▶ [EXCERPTED PASSAGE]
*** Begin section ***

Homecoming that year featured an amazing bonfire with Mary Jo Cipriano reigning as our queen. The football field and the dance that followed was awash with extravagant mums that only Texans understand and a beautiful and sweet court of young ladies who had exhibited their school spirit in a multitude of ways. Janis, Margaret, Stephany, Jeanette, Jeannine and Kit were all smiles and the rest of us would always remember them as Mt. Carmel royalty.
The Cadettes were winners on and off of the field, bringing home a first place trophy for the International Trade and Travel Fair Parade. Officers who had marched rain or shine for three years before earning their stripes were Janis Lowe, Kit Lyle, Ruth Hoesel, Judy Loisey, Jeannine Mandola, Margaret Rae, Karen Wilson, Cindy Cash, Carolyn Snow, Diane Martin, Susan Kelly, Lou Anne Bering and Janet Key. I was asked to be the official announcer during their routines on the football field which was a job that I loved. It also allowed me to attend the Cadette Ball in the spring. I always felt thankful to whomever had come up with the idea of including me in this wonderful organization.

*** End section ***

▶ [TASKS TO CARRY OUT]
[1] List the first names of the six homecoming court members named in the Mt. Carmel passage.
[2] Please copy the Mt. Carmel passage, starting with "Homecoming that year" and going on through "Mt. Carmel royalty.", and rename "bonfire" to "pep rally" throughout.
The records that come next have nothing to do with this.

▶ [RECORDED DATA]
*** Begin section ***

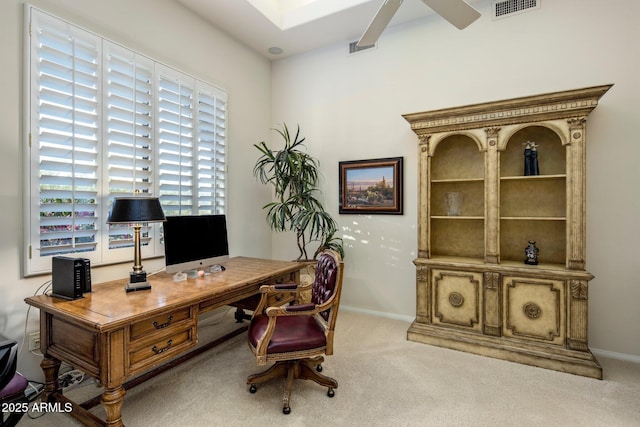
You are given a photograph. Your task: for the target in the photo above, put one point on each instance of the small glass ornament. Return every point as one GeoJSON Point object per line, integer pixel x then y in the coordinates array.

*** End section ***
*** Begin section ***

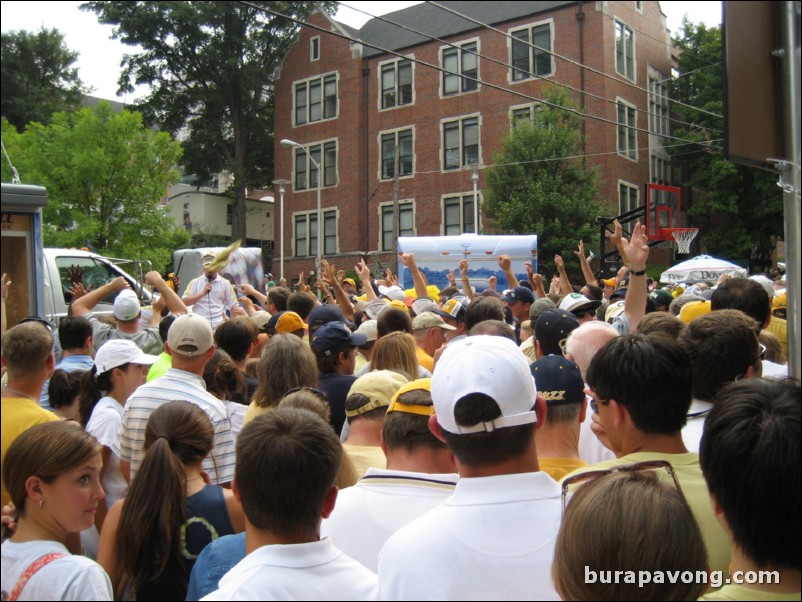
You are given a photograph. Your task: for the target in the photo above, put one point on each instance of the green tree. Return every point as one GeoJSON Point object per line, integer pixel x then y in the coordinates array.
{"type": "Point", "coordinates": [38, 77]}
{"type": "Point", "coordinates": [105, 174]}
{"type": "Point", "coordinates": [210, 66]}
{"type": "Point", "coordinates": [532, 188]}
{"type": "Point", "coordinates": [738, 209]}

*** End section ***

▶ [RESPONSES BY TASK]
[1] Janis, Margaret, Stephany, Jeanette, Jeannine, Kit

[2]
Homecoming that year featured an amazing pep rally with Mary Jo Cipriano reigning as our queen. The football field and the dance that followed was awash with extravagant mums that only Texans understand and a beautiful and sweet court of young ladies who had exhibited their school spirit in a multitude of ways. Janis, Margaret, Stephany, Jeanette, Jeannine and Kit were all smiles and the rest of us would always remember them as Mt. Carmel royalty.